Starting with the line that contains "Could you indicate the white trousers" and going through the last line of the records below, turn each line into a string in a JSON list, one string per line, leaving out blank lines.
* BEGIN *
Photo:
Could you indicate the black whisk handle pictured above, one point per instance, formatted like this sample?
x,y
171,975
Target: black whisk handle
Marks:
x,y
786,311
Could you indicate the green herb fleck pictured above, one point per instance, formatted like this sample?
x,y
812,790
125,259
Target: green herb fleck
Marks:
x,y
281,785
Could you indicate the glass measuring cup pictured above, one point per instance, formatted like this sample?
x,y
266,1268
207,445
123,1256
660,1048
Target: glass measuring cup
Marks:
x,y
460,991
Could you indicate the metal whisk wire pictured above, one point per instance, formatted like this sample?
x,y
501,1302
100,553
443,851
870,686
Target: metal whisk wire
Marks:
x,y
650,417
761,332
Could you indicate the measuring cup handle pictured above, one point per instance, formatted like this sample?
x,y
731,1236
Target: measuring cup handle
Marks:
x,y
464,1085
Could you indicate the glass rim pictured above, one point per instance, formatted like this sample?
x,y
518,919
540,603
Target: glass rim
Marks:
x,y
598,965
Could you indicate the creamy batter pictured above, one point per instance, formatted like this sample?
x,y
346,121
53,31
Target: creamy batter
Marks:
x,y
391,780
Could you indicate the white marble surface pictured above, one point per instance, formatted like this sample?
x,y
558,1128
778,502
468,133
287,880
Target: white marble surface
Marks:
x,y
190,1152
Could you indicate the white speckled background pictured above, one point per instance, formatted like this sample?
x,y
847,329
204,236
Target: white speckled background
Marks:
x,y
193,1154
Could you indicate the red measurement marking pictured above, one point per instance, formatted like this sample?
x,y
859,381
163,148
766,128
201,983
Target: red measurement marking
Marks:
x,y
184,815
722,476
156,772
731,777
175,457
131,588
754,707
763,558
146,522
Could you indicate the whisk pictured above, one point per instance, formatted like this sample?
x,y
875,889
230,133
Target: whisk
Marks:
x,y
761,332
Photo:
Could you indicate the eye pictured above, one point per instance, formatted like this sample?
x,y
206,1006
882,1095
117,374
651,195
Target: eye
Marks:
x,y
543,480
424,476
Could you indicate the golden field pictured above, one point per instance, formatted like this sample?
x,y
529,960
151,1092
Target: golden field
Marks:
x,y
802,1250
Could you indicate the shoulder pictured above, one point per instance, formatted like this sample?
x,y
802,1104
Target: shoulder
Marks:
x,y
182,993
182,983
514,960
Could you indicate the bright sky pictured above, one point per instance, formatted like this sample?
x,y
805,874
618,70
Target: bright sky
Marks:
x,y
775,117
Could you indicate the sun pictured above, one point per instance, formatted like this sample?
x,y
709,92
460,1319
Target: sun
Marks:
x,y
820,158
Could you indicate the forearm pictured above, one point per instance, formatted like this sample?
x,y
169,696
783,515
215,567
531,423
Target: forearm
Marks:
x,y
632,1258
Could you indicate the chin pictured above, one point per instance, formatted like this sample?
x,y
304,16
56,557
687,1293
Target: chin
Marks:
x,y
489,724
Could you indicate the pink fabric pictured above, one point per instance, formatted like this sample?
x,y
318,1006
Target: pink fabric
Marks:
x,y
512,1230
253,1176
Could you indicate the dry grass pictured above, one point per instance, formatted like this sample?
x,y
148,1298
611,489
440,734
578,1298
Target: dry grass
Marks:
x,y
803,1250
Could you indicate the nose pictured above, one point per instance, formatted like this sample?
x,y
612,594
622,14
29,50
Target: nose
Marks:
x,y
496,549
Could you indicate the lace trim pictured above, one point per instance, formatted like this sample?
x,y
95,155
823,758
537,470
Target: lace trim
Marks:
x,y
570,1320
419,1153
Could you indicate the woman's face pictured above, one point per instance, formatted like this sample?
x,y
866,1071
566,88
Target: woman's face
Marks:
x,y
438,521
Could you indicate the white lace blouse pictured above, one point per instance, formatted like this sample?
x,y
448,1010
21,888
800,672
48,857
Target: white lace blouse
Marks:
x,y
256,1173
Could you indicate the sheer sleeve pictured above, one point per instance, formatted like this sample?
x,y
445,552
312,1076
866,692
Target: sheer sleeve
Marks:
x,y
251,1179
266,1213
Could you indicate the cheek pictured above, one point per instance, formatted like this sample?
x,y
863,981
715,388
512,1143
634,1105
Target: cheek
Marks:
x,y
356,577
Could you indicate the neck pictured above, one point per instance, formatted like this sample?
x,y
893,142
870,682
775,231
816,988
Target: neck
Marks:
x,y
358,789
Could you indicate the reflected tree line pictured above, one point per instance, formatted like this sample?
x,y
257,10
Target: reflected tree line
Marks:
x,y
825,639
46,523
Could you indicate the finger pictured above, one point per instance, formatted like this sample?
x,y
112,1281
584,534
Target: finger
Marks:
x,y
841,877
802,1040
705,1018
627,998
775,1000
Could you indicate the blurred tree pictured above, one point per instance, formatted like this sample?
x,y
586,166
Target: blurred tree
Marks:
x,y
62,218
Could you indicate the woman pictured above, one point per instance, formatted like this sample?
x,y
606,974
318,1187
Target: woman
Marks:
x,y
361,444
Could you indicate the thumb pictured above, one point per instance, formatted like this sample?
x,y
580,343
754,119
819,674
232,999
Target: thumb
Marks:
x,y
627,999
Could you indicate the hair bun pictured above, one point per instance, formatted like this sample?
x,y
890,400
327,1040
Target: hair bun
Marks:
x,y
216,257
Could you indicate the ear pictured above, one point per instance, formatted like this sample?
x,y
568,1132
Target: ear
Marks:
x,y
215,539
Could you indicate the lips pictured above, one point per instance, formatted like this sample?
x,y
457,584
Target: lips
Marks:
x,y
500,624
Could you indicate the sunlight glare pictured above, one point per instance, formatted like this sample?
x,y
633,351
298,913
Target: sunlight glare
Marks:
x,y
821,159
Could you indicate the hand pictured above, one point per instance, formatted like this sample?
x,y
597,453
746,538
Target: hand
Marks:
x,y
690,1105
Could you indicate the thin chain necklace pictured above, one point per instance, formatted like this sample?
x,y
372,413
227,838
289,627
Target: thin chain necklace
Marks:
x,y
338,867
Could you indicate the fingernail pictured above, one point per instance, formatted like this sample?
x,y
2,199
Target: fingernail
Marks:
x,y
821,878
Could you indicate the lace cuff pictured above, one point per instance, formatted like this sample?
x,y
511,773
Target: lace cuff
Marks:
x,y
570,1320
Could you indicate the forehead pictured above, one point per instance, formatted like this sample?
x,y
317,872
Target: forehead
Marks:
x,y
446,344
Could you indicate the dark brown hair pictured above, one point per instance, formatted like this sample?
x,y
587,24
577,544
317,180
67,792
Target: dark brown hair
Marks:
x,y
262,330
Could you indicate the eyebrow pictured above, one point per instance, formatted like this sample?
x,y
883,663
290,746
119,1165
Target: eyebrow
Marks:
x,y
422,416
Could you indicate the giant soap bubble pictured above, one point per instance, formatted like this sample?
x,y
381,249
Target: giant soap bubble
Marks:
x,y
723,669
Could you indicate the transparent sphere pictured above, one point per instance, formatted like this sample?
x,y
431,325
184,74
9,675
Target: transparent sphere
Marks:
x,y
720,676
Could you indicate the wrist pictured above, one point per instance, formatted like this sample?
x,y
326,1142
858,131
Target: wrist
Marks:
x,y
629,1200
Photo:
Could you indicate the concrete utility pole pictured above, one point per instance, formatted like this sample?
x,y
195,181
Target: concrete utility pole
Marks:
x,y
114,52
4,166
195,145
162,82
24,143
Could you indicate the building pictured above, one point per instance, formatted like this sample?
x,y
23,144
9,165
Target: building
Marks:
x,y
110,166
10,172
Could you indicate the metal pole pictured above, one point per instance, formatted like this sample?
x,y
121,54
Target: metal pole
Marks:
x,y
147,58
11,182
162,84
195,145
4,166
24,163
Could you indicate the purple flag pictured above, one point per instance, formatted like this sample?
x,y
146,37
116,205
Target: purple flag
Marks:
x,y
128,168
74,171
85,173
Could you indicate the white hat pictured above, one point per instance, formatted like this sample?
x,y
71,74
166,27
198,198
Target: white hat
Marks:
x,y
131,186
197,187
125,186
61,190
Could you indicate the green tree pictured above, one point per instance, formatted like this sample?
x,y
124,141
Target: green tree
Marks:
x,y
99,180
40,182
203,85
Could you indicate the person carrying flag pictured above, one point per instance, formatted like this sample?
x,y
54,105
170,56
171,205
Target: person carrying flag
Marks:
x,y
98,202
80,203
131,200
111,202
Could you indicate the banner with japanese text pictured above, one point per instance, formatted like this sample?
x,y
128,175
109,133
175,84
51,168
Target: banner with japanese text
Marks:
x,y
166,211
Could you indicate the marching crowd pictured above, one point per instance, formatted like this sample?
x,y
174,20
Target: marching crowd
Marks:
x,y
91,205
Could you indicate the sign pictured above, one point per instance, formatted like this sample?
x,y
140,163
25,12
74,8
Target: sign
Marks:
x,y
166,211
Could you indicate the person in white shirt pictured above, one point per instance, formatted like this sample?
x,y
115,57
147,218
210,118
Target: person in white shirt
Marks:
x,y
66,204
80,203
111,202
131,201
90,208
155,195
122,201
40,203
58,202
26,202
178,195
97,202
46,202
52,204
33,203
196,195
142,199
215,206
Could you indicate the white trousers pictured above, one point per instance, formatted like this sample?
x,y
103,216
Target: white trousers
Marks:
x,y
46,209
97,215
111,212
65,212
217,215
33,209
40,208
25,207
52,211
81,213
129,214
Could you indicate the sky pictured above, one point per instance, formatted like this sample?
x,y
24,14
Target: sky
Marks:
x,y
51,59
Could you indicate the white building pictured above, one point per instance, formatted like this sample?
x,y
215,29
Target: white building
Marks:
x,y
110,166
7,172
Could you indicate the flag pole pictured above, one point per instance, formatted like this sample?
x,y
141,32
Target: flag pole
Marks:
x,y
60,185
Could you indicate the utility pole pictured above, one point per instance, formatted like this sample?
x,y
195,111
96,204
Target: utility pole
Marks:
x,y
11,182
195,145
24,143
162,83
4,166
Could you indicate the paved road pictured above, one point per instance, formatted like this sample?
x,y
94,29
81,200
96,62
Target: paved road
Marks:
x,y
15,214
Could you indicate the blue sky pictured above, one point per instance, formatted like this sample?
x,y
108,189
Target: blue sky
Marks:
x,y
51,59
* END *
TASK ANSWER —
[
  "Could you indicate the white trousers pictured above, one point per instance, formatted like this sample?",
  "x,y",
  "103,216",
  "Target: white trousers",
  "Marks:",
  "x,y",
  "46,209",
  "97,215",
  "111,212",
  "65,212",
  "217,215",
  "33,209",
  "40,208",
  "25,207",
  "52,211",
  "81,213",
  "129,214",
  "Could you indicate the sky pictured above, one point per instance, formatted like this sample?",
  "x,y",
  "24,14",
  "Target: sky",
  "Marks:",
  "x,y",
  "51,59",
  "Could you indicate the white building pictured above, one point per instance, formatted like this sample?",
  "x,y",
  "215,29",
  "Target: white building",
  "Marks:",
  "x,y",
  "110,166",
  "7,172",
  "Could you indicate the flag pole pictured above, one point per instance, formatted like this sample?",
  "x,y",
  "141,32",
  "Target: flag pole",
  "Marks:",
  "x,y",
  "60,185",
  "Could you indicate the utility pole pictured above, one point per instance, formatted like this sample?",
  "x,y",
  "195,111",
  "96,204",
  "Target: utility pole",
  "Marks:",
  "x,y",
  "11,182",
  "195,145",
  "24,143",
  "162,83",
  "4,166",
  "Could you indicate the paved road pictured above, one point per instance, formatted like this sample?",
  "x,y",
  "94,29",
  "81,200",
  "96,62",
  "Target: paved road",
  "Marks:",
  "x,y",
  "15,214",
  "Could you indicate the blue sky pictured above, one point per instance, formatted like this sample?",
  "x,y",
  "108,189",
  "Target: blue sky",
  "Marks:",
  "x,y",
  "51,59"
]